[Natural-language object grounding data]
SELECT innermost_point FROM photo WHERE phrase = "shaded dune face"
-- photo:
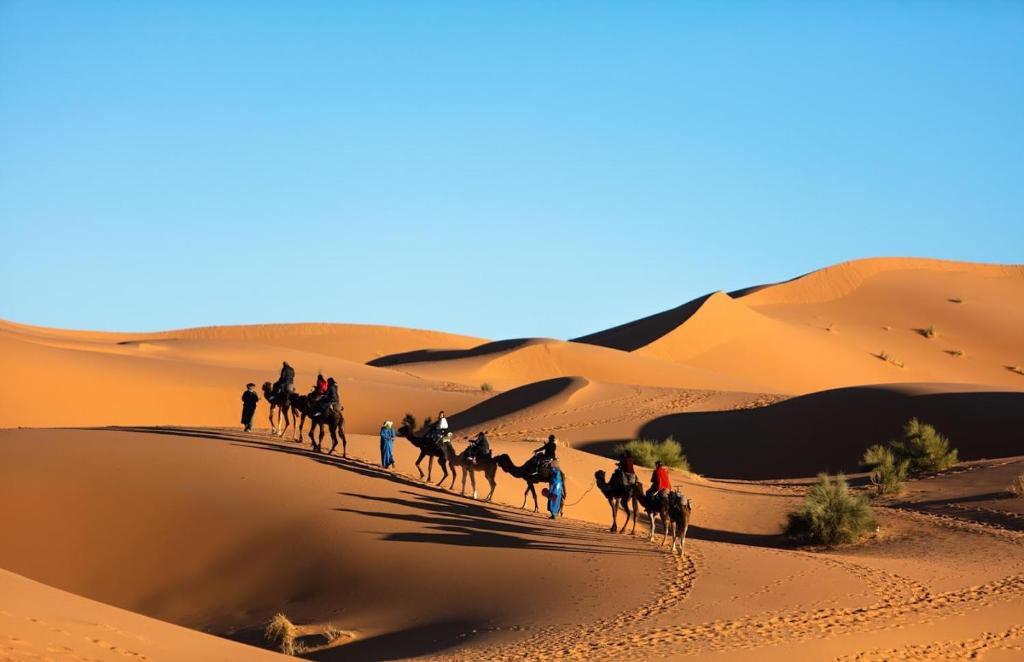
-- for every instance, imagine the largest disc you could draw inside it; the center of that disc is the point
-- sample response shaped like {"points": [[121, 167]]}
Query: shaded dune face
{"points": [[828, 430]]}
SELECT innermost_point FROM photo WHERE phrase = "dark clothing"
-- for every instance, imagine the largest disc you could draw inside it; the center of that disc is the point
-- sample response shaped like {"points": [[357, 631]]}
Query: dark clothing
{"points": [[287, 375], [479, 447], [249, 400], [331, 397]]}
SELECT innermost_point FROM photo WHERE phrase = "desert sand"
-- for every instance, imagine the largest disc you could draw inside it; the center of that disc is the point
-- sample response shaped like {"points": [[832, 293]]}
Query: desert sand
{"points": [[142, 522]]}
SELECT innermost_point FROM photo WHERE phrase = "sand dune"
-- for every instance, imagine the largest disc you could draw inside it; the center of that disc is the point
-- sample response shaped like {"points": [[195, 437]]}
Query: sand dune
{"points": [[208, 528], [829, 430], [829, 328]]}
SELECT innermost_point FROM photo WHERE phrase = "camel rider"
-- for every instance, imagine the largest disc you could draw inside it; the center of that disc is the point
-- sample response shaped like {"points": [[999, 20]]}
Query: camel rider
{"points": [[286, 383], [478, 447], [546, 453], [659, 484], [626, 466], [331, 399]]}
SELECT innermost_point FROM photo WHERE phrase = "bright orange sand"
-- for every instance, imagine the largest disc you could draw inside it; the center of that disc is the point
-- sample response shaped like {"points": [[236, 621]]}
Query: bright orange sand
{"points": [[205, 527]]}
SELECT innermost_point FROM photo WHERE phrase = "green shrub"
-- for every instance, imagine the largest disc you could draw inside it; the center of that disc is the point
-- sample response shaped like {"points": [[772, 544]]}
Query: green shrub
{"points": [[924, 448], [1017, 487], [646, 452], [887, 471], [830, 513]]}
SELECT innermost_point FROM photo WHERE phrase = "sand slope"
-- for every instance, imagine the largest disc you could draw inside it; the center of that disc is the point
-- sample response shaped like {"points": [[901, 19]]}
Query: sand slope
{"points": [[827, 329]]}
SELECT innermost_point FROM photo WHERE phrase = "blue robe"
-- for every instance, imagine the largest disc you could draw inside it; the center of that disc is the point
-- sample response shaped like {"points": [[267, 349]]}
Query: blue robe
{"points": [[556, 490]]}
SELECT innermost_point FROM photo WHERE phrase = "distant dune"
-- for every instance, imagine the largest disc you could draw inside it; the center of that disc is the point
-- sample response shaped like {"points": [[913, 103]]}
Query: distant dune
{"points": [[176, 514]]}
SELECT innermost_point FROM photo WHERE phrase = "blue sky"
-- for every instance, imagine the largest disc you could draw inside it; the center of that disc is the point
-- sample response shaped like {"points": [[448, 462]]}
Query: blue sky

Action item: When you copy the records above, keep every word exact and leave out the pictures they contain.

Solved problem:
SELECT innermost_point FROM photo WHERE phrase = "shaded dune face"
-- photo:
-- for every instance, imagine the largest disc you could draw inside it; the center of that disc is the point
-- sample response shaped like {"points": [[121, 167]]}
Query: shaded dune face
{"points": [[828, 430]]}
SELECT innermost_point FROM photo WHERE phrase = "dark clothing"
-- for every instance, imagine the largest disc you could draw inside it; the center of that disc is the point
-- sample response shaped like {"points": [[357, 631]]}
Query: dark clothing
{"points": [[287, 375], [479, 447], [249, 400], [331, 397]]}
SELECT innermost_point FROM photo WHERE phrase = "desert sand"
-- for every instance, imagine the largest disc you could draw inside it; the center of that disc is the point
-- sample response shaped like {"points": [[832, 293]]}
Query: desert sand
{"points": [[142, 522]]}
SELECT innermost_point FROM photo WHERE phrase = "sand dune"
-- for every instance, imagine the largest disc you could draw inside it; the center of that disc is the point
-- sample response shaped like {"points": [[195, 437]]}
Query: sand dune
{"points": [[208, 528], [829, 430], [829, 328]]}
SELECT innermost_point FROM photo WHERE phrase = "camel rider"
-- for every instance, imagine the largest disc you could draw inside it; the center of that disc is the point
-- sample response shaped like {"points": [[999, 20]]}
Query: camel rider
{"points": [[286, 383], [478, 447], [546, 453], [659, 484], [626, 466], [331, 399]]}
SELECT innermost_point FROM photo WHERE phrase = "bright orange sand"
-- for every instance, imagine the largest disc you could draw inside it; the center of that disc is the point
-- sample response shaped like {"points": [[236, 621]]}
Query: bright orange sand
{"points": [[205, 527]]}
SELECT innermost_point FROM photo WHERE phrase = "green shrub"
-- for every instance, imagine the largest disc you could draw inside it; the center of that disc is the point
-- sample response shaped like {"points": [[772, 544]]}
Query: green shrub
{"points": [[924, 448], [1017, 487], [646, 452], [887, 471], [830, 513]]}
SELECT innermost_point FROM photo WHERE phrase = "sand slope"
-- for every instance, imagine the largest disc you could draw inside it; the center of that disc is the point
-- sample response shaped like {"points": [[901, 19]]}
Query: sand slope
{"points": [[827, 329]]}
SELECT innermost_point FROM photo WHERE phrase = "blue robe"
-- for every instance, imagine the largest disc you could draw inside it; the center of that disc is the point
-- sample response shaped like {"points": [[267, 349]]}
Query: blue robe
{"points": [[556, 490]]}
SELECT innermost_point FROM photo WHERE phrase = "distant dune"
-- for every instance, imagine the largest disc you could draw inside it; the center of that disc is the point
-- sample response shaped like {"points": [[913, 103]]}
Query: distant dune
{"points": [[176, 514]]}
SELECT innermost_point FROM photo WHERE phrase = "blue sky"
-- for every instance, imagine the largest disc you could draw inside it; the center of that disc is the point
-- sample response shaped like {"points": [[448, 462]]}
Query: blue sky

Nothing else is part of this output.